**DIRECTIONS:** Please convert every line of the records below into a JSON list of strings, one string per line, with blank lines left out. Leave the pictures out of your answer.

**EXERCISE MATERIAL:**
⟨

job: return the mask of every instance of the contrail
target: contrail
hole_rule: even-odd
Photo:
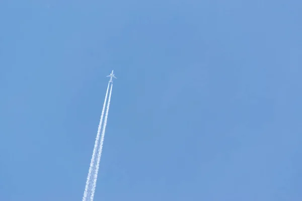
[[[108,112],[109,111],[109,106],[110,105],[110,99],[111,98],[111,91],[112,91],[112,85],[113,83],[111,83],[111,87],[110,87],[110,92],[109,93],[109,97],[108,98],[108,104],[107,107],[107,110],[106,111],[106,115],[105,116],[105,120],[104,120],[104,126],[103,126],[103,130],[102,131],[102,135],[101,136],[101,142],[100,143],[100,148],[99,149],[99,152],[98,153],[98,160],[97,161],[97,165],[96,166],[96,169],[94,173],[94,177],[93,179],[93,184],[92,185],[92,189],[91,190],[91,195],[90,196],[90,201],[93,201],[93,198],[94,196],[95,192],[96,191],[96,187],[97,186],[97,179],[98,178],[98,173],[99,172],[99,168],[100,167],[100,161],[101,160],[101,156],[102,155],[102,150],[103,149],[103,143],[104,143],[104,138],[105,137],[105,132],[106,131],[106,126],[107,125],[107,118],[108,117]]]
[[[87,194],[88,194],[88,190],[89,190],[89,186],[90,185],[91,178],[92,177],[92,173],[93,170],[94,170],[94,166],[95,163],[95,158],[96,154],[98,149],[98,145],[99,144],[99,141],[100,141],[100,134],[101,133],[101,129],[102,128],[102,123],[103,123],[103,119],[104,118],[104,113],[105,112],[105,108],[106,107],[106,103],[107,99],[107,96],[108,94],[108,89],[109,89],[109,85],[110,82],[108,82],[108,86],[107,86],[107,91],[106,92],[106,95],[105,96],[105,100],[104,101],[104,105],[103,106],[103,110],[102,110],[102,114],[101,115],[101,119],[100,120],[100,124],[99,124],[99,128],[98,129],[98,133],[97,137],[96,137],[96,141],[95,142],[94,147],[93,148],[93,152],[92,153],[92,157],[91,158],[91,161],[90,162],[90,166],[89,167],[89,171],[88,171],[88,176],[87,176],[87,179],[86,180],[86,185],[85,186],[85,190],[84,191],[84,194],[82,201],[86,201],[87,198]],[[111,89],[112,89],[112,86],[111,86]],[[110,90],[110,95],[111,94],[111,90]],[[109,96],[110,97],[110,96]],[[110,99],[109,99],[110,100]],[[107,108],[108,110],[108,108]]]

⟩

**EXPECTED ANSWER:**
[
  "job: return the mask of every instance of the contrail",
  "target: contrail",
  "hole_rule: even-odd",
  "Photo:",
  "[[[108,112],[109,111],[109,106],[110,105],[110,99],[111,98],[111,91],[112,91],[112,85],[113,83],[111,83],[111,87],[110,87],[110,92],[109,93],[109,97],[108,98],[108,104],[107,107],[107,110],[106,111],[106,115],[105,116],[105,120],[104,120],[104,126],[103,126],[103,130],[102,131],[102,135],[101,136],[101,142],[100,143],[100,148],[99,149],[99,152],[98,153],[98,160],[97,161],[97,165],[96,166],[96,169],[94,173],[94,177],[93,179],[93,184],[92,185],[92,189],[91,190],[91,195],[90,196],[90,201],[93,201],[93,198],[94,196],[95,192],[96,191],[96,187],[97,186],[97,179],[98,178],[98,173],[99,172],[99,168],[100,167],[100,161],[101,160],[101,156],[102,155],[102,150],[103,149],[103,143],[104,143],[104,138],[105,137],[105,132],[106,131],[106,126],[107,125],[107,118],[108,117]]]",
  "[[[87,194],[88,194],[88,190],[89,190],[89,186],[90,185],[91,178],[92,177],[92,173],[93,170],[94,170],[94,166],[95,163],[95,158],[96,154],[98,149],[98,145],[99,144],[99,141],[100,141],[100,134],[101,133],[101,129],[102,128],[102,123],[103,123],[103,119],[104,118],[104,113],[105,112],[105,108],[106,107],[106,103],[107,99],[107,96],[108,94],[108,89],[109,89],[109,85],[110,82],[108,82],[108,86],[107,86],[107,91],[106,92],[106,95],[105,96],[105,100],[104,101],[104,105],[103,106],[103,110],[102,110],[102,114],[101,115],[101,119],[100,120],[100,124],[99,124],[99,128],[98,129],[98,133],[97,137],[96,137],[96,141],[95,142],[94,147],[93,148],[93,152],[92,153],[92,157],[91,158],[91,161],[90,162],[90,166],[89,167],[89,171],[88,171],[88,176],[87,176],[87,179],[86,180],[86,185],[85,186],[85,190],[84,191],[84,194],[82,201],[86,201],[87,198]],[[111,89],[112,89],[112,86],[111,86]],[[110,90],[110,95],[111,94],[111,90]],[[109,96],[110,97],[110,96]],[[110,99],[109,99],[110,100]],[[107,108],[108,110],[108,108]]]"
]